## Document segment:
## start
# Looking for testers in the Southern Hemisphere - light up your board!



## ETM (Aug 11, 2009)

I am going snowboarding in the southern hemisphere tomorrow but there no fucking way im putting that shit on my board!


----------



## snowvols (Apr 16, 2008)

PM BurtonAvenger He might be able to help.


----------



## Frozen (Apr 21, 2012)

I watched the whole thing. 

The first 2 minutes I thought he was joking and this was some kind of parody of another LED light snowboard video.

Skip to 6:15 to see bad riding. Then comes bad riding set to techno music.

This is fail and it reminds me of the neons on those fast and the furious cars people used to drive back in like 2001.


----------



## slyder (Jan 18, 2010)

snowvols said:


> PM BurtonAvenger He might be able to help.


you think setting BA upon him is a good idea.....

He will speaketh the truth on this one !!!


----------



## Jollybored (Nov 7, 2011)

ETM said:


> I am going snowboarding in the southern hemisphere tomorrow but there no fucking way im putting that shit on my board!


:laugh:

Go one up and wear the LED suit with it :thumbsup:
http://www.snowboardingforum.com/photography-video-other-media/46801-led-suit.html


----------



## BurtonAvenger (Aug 14, 2007)

Why dear god why do people that are not snowboarders and obviously have no clue what you actually need for function create these horrible ideas. WHY? This is what I stay up at night having nightmares about!


----------



## Jollybored (Nov 7, 2011)

BurtonAvenger said:


> Why dear god why do people that are not snowboarders and obviously have no clue what you actually need for function create these horrible ideas. WHY? This is what I stay up at night having nightmares about!


Sounds like you're dying to test one of these bad boys out! :cheeky4:


----------



## BurtonAvenger (Aug 14, 2007)

Just like I'm dying to shove that cotton swab up my pee hole and see if I got the clap from that hooker, I mean your mom last night!


----------



## kushman (Jul 21, 2012)

I'm pretty sure at least half of that stuff would fall off after a serious kicker or a cliff drop. That stuff might be ok for snow plowing down the bunny slope, but I don't think it would hold up to most advanced riders. Also, I don't think I'm alone here, but I'm not too keen on the idea of flying around on rainbows late at night, people might think less of me. Personally if visibility is a real issue I'd rather rock a head lamp, but I'm sure there's probably a market for this thing in Japan, they do have these: Japanese light trucks are blings of the road | Mail Online


----------
## end
## Brief A:
Decide whether each statement below agrees with the forum thread. For each, answer yes or no and quote the words of the thread that decide it. (i) One poster says to skip to 6:15 in the video to see bad riding. (ii) kushman would rather wear a head lamp if visibility is a real issue. (iii) snowvols suggests sending a private message to ETM.

## Contour labeling items:
## start
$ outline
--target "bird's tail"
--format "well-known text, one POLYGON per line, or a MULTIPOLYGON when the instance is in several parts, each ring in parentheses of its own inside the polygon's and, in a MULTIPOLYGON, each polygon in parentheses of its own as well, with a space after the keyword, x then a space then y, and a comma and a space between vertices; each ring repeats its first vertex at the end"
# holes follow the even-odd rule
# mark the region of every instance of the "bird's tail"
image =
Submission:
## end
## start
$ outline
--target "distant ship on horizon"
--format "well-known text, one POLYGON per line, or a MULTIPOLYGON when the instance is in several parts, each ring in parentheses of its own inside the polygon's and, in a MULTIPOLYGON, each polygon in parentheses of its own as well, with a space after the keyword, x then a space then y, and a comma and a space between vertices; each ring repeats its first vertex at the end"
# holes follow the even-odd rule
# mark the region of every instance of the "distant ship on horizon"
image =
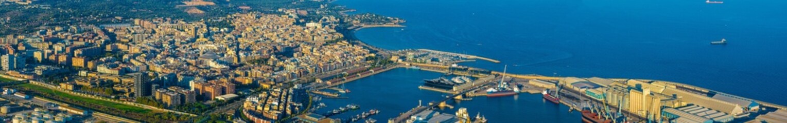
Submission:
## end
## start
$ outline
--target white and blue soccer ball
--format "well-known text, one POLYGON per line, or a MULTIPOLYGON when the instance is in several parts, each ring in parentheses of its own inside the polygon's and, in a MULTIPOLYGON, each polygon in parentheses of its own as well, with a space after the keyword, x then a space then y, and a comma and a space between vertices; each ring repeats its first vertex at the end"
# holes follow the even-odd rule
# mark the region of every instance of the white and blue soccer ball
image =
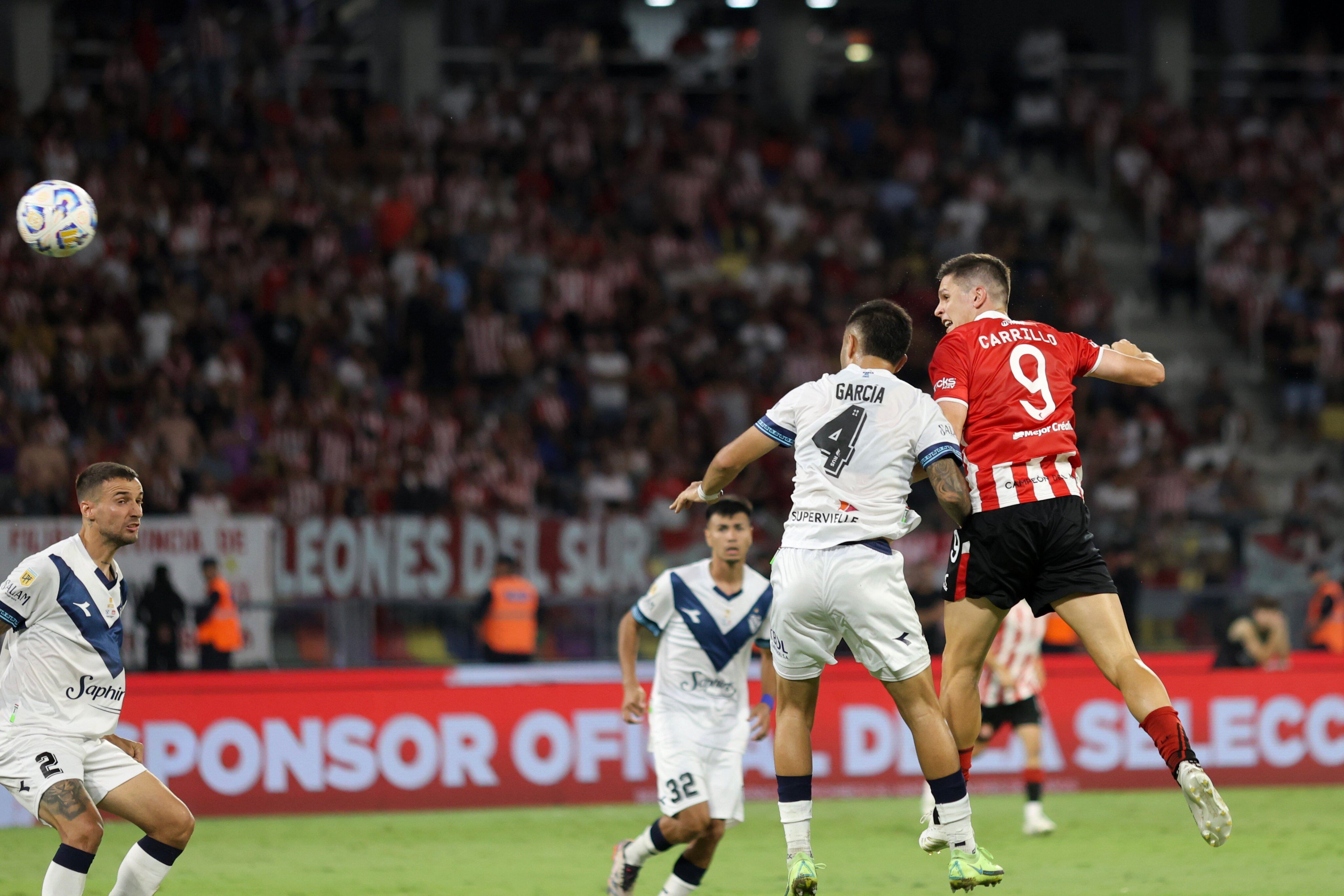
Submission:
## end
## Brief B:
Extract every line of the records that contains the string "mark". Case counts.

## Correct result A:
(i) Yes: "Skip to 6:15 to see bad riding."
(ii) Yes: "Personally if visibility is a real issue I'd rather rock a head lamp"
(iii) No: "PM BurtonAvenger He might be able to help."

## Correct result B:
# mark the region of every instance of the "bird's tail"
# mark the region of every instance of the "distant ship on horizon"
# mark the region of every instance of the white and blue soccer ball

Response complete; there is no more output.